Task to complete: Count how many lines in the items below contain the string "belt". Reply with the number alone.

Data excerpts:
§

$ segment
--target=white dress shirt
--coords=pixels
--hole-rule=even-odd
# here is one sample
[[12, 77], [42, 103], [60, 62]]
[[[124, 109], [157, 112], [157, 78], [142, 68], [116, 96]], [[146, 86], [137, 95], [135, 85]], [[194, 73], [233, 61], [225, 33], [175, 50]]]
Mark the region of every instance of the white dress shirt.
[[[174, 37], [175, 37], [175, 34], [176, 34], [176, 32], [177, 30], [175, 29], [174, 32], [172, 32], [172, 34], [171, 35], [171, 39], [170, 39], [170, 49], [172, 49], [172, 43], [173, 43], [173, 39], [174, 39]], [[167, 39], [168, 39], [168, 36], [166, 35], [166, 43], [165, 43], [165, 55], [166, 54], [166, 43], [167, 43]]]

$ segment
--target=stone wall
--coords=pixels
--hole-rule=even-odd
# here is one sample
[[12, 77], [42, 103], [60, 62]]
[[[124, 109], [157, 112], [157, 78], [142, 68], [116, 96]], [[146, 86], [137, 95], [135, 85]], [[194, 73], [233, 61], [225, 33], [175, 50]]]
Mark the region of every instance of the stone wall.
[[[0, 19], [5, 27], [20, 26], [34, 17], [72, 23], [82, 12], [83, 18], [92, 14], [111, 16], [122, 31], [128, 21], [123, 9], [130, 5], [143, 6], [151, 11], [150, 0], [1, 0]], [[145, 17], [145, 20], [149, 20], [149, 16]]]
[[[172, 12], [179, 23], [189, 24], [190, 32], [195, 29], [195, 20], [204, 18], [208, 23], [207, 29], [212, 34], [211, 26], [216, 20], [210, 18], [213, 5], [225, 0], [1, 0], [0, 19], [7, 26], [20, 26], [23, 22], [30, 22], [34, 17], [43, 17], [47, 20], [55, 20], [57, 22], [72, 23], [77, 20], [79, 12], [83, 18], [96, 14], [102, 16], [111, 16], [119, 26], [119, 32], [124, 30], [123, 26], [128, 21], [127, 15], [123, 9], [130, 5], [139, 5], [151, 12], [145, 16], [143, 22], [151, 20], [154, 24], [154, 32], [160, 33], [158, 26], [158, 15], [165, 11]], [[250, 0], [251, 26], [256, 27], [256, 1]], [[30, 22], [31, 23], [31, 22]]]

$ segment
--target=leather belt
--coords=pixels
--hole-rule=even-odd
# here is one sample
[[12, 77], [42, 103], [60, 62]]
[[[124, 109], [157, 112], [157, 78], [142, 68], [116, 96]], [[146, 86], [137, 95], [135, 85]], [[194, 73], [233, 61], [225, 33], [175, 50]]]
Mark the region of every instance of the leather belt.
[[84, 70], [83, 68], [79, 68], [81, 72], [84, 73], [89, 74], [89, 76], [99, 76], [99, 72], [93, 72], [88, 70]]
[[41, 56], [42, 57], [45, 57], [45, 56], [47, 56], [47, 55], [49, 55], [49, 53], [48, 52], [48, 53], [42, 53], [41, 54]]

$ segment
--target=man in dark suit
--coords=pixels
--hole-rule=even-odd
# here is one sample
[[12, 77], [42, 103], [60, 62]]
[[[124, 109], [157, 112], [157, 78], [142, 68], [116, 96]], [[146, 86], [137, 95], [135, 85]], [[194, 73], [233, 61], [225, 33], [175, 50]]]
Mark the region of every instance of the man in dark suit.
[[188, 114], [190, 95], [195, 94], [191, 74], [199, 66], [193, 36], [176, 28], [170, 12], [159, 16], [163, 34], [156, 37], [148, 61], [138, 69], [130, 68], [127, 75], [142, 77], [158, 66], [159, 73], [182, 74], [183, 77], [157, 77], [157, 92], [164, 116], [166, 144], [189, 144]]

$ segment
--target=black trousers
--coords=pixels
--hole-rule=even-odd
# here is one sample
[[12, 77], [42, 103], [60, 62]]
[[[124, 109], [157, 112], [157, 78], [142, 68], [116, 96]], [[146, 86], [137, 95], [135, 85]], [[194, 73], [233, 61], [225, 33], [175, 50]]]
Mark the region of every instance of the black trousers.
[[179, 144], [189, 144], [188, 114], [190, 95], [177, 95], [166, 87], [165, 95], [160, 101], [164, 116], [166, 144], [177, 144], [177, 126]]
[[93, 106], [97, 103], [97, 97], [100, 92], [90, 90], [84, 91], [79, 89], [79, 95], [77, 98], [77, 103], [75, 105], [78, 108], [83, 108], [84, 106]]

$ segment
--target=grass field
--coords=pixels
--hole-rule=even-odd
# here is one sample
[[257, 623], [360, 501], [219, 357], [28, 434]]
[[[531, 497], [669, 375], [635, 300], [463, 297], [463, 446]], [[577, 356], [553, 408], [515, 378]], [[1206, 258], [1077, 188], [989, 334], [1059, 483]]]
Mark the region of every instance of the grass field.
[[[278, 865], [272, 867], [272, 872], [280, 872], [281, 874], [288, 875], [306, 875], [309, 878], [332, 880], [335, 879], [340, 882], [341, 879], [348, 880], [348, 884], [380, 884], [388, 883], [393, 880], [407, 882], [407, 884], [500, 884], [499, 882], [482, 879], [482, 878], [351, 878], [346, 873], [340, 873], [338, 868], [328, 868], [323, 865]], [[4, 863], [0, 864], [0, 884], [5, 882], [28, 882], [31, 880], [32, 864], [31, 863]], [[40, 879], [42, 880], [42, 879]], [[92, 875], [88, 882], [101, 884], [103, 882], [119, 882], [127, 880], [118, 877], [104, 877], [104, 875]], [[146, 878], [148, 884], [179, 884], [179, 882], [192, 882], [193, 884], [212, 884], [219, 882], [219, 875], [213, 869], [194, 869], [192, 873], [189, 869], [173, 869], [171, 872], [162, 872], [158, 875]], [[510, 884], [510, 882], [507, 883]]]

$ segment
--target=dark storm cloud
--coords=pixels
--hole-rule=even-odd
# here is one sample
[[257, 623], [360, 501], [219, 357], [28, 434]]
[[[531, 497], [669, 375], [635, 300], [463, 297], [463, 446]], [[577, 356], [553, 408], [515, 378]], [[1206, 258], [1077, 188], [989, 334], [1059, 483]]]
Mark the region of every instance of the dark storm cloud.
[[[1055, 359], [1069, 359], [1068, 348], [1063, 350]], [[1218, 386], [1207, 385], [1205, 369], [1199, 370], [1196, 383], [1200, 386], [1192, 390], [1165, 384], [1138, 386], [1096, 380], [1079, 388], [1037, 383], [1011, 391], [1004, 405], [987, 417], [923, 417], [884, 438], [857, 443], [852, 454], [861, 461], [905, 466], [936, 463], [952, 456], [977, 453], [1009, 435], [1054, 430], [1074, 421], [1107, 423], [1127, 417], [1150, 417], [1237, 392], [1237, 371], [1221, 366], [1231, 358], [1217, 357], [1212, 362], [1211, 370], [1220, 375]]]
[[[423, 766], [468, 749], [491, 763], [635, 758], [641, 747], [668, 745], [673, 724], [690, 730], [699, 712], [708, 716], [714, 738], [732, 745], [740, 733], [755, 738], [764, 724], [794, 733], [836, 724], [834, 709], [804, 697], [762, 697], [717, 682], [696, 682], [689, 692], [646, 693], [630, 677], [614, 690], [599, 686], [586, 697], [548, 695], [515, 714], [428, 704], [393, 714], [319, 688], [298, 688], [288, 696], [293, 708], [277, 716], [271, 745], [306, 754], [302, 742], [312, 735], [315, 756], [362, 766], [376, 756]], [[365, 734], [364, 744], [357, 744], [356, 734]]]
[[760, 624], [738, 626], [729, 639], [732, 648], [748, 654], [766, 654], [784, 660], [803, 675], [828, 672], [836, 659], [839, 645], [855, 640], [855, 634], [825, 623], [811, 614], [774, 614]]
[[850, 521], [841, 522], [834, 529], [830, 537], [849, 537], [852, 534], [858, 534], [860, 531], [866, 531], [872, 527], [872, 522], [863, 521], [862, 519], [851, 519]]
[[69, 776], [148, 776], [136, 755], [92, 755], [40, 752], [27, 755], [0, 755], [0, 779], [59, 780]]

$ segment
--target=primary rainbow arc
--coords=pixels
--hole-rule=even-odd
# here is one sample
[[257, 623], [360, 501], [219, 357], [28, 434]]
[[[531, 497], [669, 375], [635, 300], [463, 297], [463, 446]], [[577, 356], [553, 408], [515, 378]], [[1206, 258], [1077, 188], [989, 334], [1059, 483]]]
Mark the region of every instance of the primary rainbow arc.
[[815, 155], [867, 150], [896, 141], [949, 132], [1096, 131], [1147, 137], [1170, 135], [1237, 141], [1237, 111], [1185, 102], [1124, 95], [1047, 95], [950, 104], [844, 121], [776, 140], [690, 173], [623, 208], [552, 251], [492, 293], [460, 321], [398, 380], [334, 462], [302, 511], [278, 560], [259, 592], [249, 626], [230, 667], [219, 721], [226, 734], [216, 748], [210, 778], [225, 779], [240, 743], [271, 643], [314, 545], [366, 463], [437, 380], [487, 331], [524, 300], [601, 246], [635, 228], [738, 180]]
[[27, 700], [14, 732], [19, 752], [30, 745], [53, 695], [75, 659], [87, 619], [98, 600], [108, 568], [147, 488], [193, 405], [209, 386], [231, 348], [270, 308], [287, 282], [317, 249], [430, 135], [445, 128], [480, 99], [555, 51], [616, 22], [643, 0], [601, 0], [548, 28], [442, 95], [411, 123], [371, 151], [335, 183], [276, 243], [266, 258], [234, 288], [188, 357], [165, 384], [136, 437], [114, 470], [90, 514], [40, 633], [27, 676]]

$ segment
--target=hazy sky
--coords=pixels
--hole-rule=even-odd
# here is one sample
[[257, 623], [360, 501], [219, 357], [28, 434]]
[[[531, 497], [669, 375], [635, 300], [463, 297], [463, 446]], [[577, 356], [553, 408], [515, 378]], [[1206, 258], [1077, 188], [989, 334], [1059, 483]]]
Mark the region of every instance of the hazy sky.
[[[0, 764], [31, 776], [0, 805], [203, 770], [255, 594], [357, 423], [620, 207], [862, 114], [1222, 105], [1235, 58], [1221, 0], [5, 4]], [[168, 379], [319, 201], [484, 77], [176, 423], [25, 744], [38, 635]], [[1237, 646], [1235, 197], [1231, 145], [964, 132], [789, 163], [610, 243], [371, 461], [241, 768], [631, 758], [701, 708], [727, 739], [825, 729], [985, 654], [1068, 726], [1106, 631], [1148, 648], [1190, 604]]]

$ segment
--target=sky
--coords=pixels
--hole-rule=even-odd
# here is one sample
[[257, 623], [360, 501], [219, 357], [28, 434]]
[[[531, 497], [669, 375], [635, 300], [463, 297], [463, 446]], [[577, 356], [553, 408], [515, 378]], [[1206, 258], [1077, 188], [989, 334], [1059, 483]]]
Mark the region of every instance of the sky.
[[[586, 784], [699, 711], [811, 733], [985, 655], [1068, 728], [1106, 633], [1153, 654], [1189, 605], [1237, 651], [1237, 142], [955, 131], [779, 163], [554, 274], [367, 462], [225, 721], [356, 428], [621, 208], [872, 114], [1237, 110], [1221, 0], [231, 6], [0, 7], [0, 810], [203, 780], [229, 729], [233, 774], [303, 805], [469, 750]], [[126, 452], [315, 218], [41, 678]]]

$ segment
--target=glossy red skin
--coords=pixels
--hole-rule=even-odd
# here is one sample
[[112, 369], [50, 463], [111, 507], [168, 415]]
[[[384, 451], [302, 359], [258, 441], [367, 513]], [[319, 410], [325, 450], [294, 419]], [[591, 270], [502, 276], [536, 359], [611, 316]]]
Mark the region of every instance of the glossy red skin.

§

Result of this task: 2